* Labeled shape rows
— start —

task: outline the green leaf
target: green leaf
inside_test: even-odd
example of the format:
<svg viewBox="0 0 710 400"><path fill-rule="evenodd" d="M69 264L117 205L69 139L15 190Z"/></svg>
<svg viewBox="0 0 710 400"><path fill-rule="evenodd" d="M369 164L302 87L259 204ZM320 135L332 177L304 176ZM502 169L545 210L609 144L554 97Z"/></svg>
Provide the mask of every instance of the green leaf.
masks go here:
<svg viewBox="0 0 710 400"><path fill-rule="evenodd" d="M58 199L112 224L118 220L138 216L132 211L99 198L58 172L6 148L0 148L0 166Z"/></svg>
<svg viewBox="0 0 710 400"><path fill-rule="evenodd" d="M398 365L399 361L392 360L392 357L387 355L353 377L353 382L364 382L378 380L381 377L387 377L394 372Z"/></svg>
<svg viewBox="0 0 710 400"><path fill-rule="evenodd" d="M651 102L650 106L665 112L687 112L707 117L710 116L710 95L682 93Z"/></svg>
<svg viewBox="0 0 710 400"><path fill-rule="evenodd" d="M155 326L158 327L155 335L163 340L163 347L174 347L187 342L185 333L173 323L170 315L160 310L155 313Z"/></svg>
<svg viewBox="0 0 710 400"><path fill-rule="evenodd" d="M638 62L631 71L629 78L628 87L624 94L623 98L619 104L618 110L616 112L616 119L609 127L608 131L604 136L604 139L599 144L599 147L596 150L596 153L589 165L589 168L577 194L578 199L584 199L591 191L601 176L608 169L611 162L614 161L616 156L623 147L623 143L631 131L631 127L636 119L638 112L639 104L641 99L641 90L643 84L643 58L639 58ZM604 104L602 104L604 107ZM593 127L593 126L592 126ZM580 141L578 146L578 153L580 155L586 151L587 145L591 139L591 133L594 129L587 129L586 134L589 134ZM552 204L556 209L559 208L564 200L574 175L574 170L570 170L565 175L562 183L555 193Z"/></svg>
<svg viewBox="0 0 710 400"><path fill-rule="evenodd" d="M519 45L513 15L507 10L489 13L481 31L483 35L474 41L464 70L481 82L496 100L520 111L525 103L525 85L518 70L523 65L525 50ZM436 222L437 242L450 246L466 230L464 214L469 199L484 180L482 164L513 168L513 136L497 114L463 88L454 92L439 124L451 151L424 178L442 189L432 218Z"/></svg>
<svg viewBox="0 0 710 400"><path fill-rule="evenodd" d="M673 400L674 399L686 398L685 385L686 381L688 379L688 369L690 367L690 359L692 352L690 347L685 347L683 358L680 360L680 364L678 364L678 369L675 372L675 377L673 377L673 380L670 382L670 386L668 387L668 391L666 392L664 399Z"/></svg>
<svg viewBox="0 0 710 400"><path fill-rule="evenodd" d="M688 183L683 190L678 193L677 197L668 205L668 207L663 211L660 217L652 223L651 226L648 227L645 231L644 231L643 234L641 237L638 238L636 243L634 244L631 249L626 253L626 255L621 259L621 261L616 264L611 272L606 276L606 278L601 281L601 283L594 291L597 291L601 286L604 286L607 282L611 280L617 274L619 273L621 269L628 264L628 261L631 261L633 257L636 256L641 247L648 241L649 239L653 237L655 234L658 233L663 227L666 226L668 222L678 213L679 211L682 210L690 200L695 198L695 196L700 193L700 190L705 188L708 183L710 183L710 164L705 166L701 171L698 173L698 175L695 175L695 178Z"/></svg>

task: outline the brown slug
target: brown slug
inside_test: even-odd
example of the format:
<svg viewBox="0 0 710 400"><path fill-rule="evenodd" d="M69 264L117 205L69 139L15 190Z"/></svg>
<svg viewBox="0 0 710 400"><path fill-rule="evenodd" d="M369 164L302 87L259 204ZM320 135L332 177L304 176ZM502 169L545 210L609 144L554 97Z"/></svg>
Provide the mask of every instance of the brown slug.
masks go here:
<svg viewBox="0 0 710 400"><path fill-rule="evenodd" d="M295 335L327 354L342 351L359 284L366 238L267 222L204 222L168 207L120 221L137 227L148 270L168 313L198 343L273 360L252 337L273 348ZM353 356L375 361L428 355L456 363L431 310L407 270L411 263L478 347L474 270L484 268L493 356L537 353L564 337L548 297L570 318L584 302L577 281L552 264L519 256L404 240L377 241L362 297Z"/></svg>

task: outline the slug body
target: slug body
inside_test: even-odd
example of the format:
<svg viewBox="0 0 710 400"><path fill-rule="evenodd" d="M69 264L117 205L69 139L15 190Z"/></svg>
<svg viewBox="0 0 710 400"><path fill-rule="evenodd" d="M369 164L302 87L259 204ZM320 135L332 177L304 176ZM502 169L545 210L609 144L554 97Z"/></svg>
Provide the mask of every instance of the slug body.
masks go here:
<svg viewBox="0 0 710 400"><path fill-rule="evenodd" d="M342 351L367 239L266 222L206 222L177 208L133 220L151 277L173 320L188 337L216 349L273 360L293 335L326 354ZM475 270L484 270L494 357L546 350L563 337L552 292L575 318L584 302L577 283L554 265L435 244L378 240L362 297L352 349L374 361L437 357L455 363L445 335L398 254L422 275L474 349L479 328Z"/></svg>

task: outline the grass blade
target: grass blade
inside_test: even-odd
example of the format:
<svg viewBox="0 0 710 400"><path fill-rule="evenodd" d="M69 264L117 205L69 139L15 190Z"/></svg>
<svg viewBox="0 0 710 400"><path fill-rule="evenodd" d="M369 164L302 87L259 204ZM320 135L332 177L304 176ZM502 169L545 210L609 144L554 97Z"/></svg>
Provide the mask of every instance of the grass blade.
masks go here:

— end —

* Problem requirements
Arrange the lines of the rows above as a numbered list, leaving out the blank lines.

* Solution to the exercise
1. task: outline the green leaf
2. target: green leaf
3. inside_test: even-odd
4. example of the format:
5. <svg viewBox="0 0 710 400"><path fill-rule="evenodd" d="M69 264L117 205L69 139L15 190Z"/></svg>
6. <svg viewBox="0 0 710 400"><path fill-rule="evenodd" d="M369 164L302 87L259 204ZM320 135L332 177L304 176ZM502 169L545 210L609 144L554 97Z"/></svg>
7. Provide the mask of every instance of the green leaf.
8. masks go here:
9. <svg viewBox="0 0 710 400"><path fill-rule="evenodd" d="M58 199L112 224L118 220L138 216L132 211L99 198L58 172L6 148L0 148L0 166Z"/></svg>
10. <svg viewBox="0 0 710 400"><path fill-rule="evenodd" d="M398 365L399 361L392 360L392 357L387 355L353 377L353 382L364 382L378 380L381 377L387 377L394 372Z"/></svg>
11. <svg viewBox="0 0 710 400"><path fill-rule="evenodd" d="M651 102L650 106L665 112L687 112L707 117L710 116L710 95L682 93Z"/></svg>
12. <svg viewBox="0 0 710 400"><path fill-rule="evenodd" d="M155 326L158 327L155 335L163 340L163 347L174 347L187 342L185 333L173 323L170 315L160 310L155 313Z"/></svg>
13. <svg viewBox="0 0 710 400"><path fill-rule="evenodd" d="M638 62L631 71L629 78L628 87L624 94L623 98L619 104L618 110L616 112L616 119L609 127L608 131L604 136L604 139L599 144L599 147L596 150L596 153L589 165L589 168L577 194L578 199L584 199L591 191L601 176L608 169L611 162L614 161L616 156L623 147L623 143L631 131L631 127L636 119L638 112L639 104L641 99L641 90L643 84L643 58L639 58ZM604 104L602 104L604 107ZM593 127L593 126L592 126ZM580 141L578 146L578 153L580 155L586 151L587 145L591 139L591 133L594 129L587 129L586 134L589 134ZM552 204L556 209L559 208L564 200L574 175L574 170L570 170L565 175L562 183L555 193Z"/></svg>
14. <svg viewBox="0 0 710 400"><path fill-rule="evenodd" d="M519 45L513 15L507 10L489 13L481 31L483 35L474 41L464 70L481 82L496 100L520 111L525 103L525 85L518 70L523 65L525 50ZM436 222L437 242L450 246L466 230L464 214L469 199L484 180L482 164L513 168L513 136L497 114L463 88L454 92L439 124L451 151L424 178L442 189L432 218Z"/></svg>
15. <svg viewBox="0 0 710 400"><path fill-rule="evenodd" d="M673 400L674 399L686 398L685 385L686 381L688 379L688 369L690 367L690 359L692 352L690 347L685 347L683 358L680 360L680 364L678 364L678 369L675 372L675 377L673 377L673 380L670 382L670 386L668 387L668 391L666 392L664 399Z"/></svg>
16. <svg viewBox="0 0 710 400"><path fill-rule="evenodd" d="M688 183L683 190L678 193L677 197L668 205L668 207L663 211L660 217L652 223L651 226L648 227L645 231L644 231L643 234L641 237L638 238L636 243L634 244L631 249L626 253L626 255L621 259L621 261L616 264L611 272L606 276L606 278L601 281L601 283L594 291L597 291L601 286L604 286L607 282L611 280L617 274L619 273L621 269L628 264L628 261L631 261L633 257L636 256L641 247L648 241L649 239L653 237L655 234L658 233L663 227L666 226L668 222L678 213L679 211L682 210L690 200L695 198L695 196L700 193L700 190L705 188L708 183L710 183L710 164L705 166L701 171L698 173L698 175L695 175L695 178Z"/></svg>
17. task: outline the brown slug
18. target: brown slug
19. inside_test: even-odd
20. example of the format:
21. <svg viewBox="0 0 710 400"><path fill-rule="evenodd" d="M69 264L117 205L69 139L15 190Z"/></svg>
22. <svg viewBox="0 0 710 400"><path fill-rule="evenodd" d="M369 164L302 87L259 204ZM320 135L332 177L304 176ZM502 169L545 210L609 144L554 97Z"/></svg>
23. Provide the mask of every instance of the brown slug.
24. masks go here:
25. <svg viewBox="0 0 710 400"><path fill-rule="evenodd" d="M295 335L327 354L342 351L359 284L366 238L267 222L204 222L168 207L120 221L137 227L148 270L168 313L198 343L273 360L252 337L273 348ZM353 356L375 361L428 355L456 363L431 310L407 270L411 263L478 347L474 270L484 268L493 356L537 353L564 337L548 297L570 318L584 302L577 281L552 264L519 256L404 240L377 241L362 297Z"/></svg>
26. task: outline the slug body
27. target: slug body
28. inside_test: even-odd
29. example of the format:
30. <svg viewBox="0 0 710 400"><path fill-rule="evenodd" d="M69 264L117 205L69 139L15 190Z"/></svg>
31. <svg viewBox="0 0 710 400"><path fill-rule="evenodd" d="M369 164L302 87L259 204ZM320 135L332 177L304 176ZM502 169L545 210L609 144L554 97Z"/></svg>
32. Provide the mask of every instance of the slug body.
33. masks go here:
34. <svg viewBox="0 0 710 400"><path fill-rule="evenodd" d="M342 351L367 239L266 222L206 222L177 208L133 220L151 277L173 320L188 337L216 349L273 360L293 335L326 354ZM475 270L484 270L494 357L546 350L563 337L552 292L575 318L584 302L577 283L554 265L435 244L378 240L362 297L352 349L374 361L437 357L455 363L445 335L398 254L422 275L474 349L479 328Z"/></svg>
35. task: outline the grass blade
36. target: grass blade
37. inside_test: even-odd
38. example of the format:
39. <svg viewBox="0 0 710 400"><path fill-rule="evenodd" d="M69 264L117 205L69 139L15 190Z"/></svg>
40. <svg viewBox="0 0 710 400"><path fill-rule="evenodd" d="M369 164L302 87L259 204ZM320 135L332 177L304 176ZM502 169L545 210L609 144L554 97Z"/></svg>
41. Provide the mask of every instance of the grass blade.
42. masks go here:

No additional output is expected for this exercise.